──────── THE RECORDS

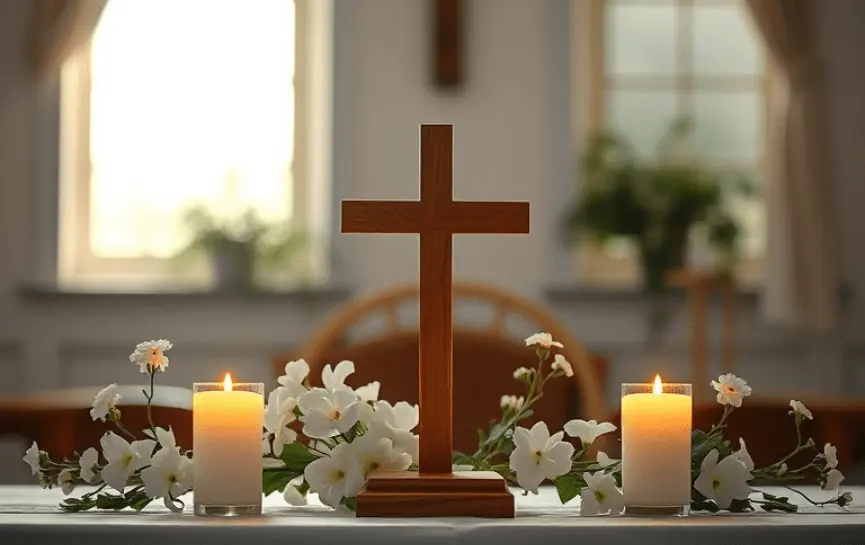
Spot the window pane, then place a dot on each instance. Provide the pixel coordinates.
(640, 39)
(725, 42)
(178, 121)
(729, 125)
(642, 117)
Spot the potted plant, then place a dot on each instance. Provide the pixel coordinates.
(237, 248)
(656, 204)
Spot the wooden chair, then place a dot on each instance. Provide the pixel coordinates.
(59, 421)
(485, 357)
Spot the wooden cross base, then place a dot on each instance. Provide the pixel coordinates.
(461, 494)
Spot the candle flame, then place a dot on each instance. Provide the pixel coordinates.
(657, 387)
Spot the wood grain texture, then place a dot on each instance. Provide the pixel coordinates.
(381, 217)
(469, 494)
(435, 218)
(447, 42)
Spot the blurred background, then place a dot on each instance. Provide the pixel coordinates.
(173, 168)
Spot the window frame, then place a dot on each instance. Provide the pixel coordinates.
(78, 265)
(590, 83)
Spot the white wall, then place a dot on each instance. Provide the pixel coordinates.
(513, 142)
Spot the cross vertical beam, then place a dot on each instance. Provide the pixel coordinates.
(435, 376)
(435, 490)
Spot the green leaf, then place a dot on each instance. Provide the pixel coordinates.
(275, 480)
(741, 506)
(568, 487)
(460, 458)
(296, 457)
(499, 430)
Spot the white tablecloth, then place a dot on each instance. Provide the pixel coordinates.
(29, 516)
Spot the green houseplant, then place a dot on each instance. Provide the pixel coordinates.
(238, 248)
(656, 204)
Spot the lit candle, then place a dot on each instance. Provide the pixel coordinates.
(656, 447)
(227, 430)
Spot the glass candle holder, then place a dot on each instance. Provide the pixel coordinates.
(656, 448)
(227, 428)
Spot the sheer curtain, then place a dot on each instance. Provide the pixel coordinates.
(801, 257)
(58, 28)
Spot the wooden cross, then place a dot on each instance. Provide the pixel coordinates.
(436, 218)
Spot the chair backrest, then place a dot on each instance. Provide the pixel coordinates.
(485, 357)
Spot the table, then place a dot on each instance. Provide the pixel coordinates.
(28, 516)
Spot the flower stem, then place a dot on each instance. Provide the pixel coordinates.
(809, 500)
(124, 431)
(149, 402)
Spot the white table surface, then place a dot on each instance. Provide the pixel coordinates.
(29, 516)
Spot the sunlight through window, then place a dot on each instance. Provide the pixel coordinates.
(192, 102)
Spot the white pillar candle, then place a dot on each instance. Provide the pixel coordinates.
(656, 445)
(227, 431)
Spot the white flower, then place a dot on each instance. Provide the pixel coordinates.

────────────────
──────── THE RECORDS

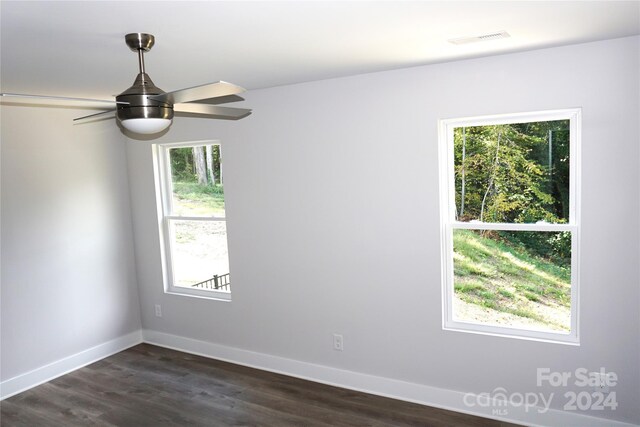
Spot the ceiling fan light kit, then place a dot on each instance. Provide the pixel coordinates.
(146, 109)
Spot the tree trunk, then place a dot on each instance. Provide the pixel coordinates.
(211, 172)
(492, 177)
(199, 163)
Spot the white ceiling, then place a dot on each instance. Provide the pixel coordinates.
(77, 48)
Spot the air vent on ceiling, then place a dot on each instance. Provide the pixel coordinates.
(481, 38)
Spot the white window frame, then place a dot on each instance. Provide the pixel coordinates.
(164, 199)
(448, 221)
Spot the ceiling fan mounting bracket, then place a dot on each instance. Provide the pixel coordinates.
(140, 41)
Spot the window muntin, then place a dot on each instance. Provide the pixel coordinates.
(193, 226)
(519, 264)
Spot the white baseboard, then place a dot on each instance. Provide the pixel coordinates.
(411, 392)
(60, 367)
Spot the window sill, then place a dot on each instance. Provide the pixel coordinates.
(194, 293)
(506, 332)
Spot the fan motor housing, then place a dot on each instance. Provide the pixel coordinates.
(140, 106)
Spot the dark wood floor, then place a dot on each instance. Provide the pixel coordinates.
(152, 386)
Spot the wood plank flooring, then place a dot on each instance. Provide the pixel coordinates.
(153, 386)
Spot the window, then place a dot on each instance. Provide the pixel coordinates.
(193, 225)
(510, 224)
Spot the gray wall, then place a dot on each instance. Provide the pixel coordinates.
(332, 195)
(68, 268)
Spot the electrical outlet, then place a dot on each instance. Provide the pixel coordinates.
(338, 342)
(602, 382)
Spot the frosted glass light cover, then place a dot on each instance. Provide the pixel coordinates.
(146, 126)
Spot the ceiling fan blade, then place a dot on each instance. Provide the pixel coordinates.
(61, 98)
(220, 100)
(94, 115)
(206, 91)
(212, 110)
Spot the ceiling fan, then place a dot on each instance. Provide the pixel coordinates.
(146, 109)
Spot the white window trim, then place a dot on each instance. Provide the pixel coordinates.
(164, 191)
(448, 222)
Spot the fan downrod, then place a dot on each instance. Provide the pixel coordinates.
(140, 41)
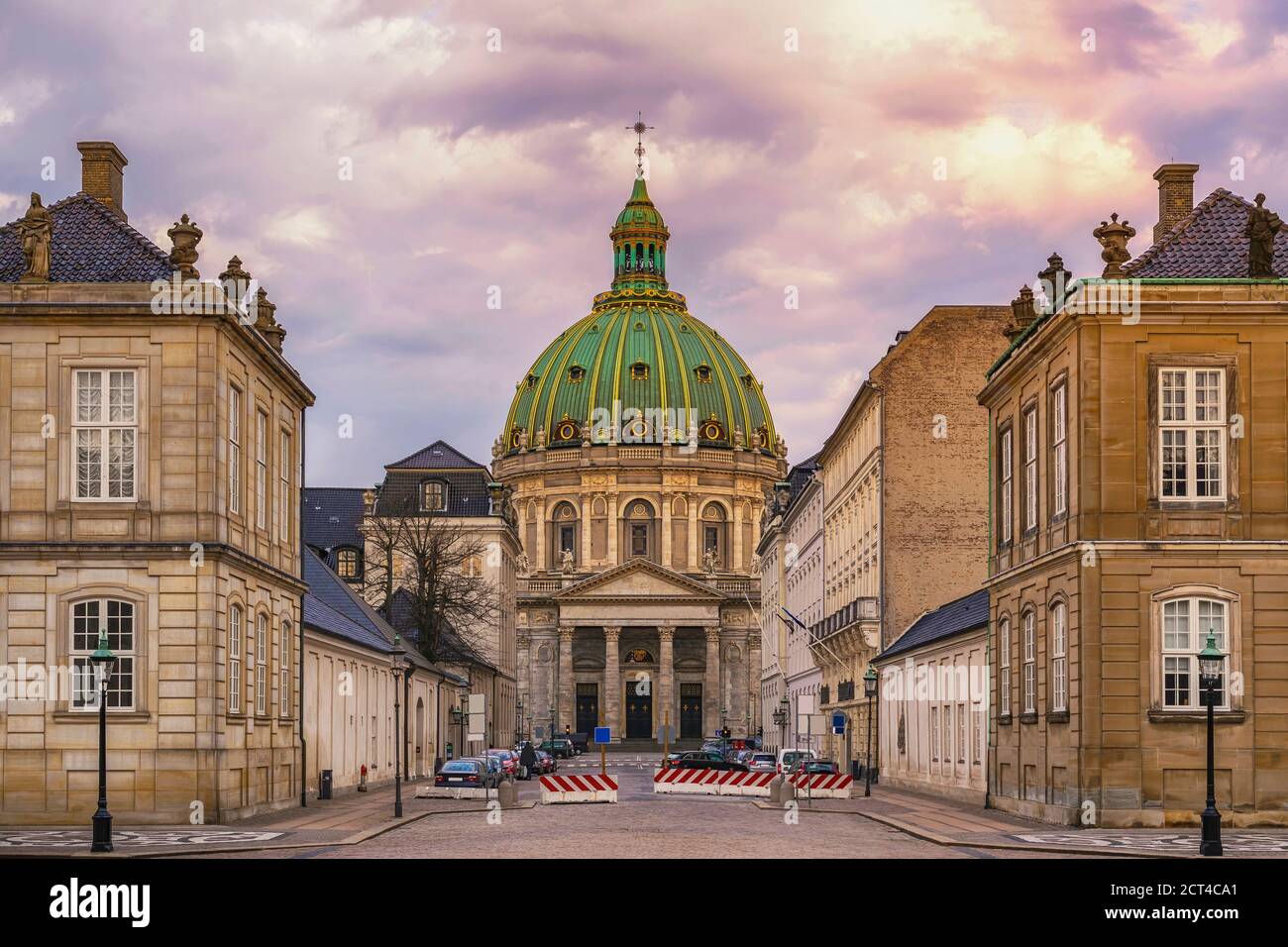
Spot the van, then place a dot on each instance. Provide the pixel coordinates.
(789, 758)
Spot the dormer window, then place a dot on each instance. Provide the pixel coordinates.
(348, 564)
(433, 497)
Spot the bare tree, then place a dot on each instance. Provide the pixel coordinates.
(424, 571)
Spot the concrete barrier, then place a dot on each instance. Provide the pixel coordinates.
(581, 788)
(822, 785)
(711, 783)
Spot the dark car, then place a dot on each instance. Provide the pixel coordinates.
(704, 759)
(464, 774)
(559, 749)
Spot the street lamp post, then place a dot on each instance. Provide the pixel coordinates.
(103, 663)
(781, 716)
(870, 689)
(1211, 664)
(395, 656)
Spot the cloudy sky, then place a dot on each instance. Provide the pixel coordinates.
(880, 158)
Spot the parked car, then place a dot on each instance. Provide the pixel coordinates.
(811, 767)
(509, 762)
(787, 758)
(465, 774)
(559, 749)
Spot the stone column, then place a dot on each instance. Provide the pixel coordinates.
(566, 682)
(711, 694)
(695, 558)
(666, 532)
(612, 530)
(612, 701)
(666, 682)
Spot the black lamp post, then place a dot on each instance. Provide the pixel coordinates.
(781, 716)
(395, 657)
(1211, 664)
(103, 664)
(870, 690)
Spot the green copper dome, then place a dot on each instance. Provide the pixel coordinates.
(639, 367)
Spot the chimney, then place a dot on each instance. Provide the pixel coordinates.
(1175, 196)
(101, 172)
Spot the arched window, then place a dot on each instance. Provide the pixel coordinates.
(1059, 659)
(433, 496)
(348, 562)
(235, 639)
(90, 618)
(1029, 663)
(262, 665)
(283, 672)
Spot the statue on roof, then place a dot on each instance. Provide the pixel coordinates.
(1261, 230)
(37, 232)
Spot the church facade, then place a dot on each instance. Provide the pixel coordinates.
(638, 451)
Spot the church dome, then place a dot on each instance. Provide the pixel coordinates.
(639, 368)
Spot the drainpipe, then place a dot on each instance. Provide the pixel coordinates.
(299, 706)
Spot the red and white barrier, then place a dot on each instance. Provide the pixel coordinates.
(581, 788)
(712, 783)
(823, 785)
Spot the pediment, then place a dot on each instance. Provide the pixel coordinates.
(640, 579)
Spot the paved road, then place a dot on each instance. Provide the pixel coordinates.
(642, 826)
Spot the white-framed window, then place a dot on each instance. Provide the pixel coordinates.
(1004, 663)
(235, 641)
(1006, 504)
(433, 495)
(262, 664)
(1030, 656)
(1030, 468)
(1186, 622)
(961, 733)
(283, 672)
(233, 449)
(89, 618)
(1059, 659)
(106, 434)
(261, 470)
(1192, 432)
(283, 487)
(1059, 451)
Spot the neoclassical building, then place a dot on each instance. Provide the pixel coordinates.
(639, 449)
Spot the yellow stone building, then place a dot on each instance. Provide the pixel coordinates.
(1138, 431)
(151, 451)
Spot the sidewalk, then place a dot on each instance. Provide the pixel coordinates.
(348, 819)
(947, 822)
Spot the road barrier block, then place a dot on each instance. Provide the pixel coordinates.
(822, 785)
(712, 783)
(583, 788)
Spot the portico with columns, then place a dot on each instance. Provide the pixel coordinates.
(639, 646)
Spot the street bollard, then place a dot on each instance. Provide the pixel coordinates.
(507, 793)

────────────────

Look back at the data above. Transcribe exactly the lines starting at the line that contains "Spot the lit" and ending at the line that contains "Spot the white flower, then".

Spot the lit candle, then place a dot on each instance. Provide the pixel coordinates.
(656, 447)
(227, 430)
Spot the glass candle holder, then place a dot on each instance. Provide the pixel coordinates.
(656, 448)
(227, 428)
Spot the sheer curtain, then place a dot on each instance. Provide the pixel coordinates.
(801, 257)
(58, 28)
Spot the wooden cross, then place a dot on each instance. Provide the pixel coordinates.
(436, 218)
Spot the chair backrest, then place a dot on each instance. Provide the pixel coordinates.
(485, 357)
Spot the table, then place a dot on each instance. Provide the pixel coordinates.
(28, 516)
Spot the flower stem, then place a dot on each instance. Provide the pixel coordinates.
(809, 500)
(124, 431)
(149, 402)
Spot the white table surface, then place a dot on each instance. Provide the pixel coordinates.
(29, 516)
Spot the sunlight through window, then place a dot on each instance. Provide the pixel coordinates.
(192, 102)
Spot the white pillar candle, then place a dot on each instance. Provide the pixel coordinates.
(656, 445)
(227, 431)
Spot the white flower, then place a dot on each instance. Provide the pixel coordinates.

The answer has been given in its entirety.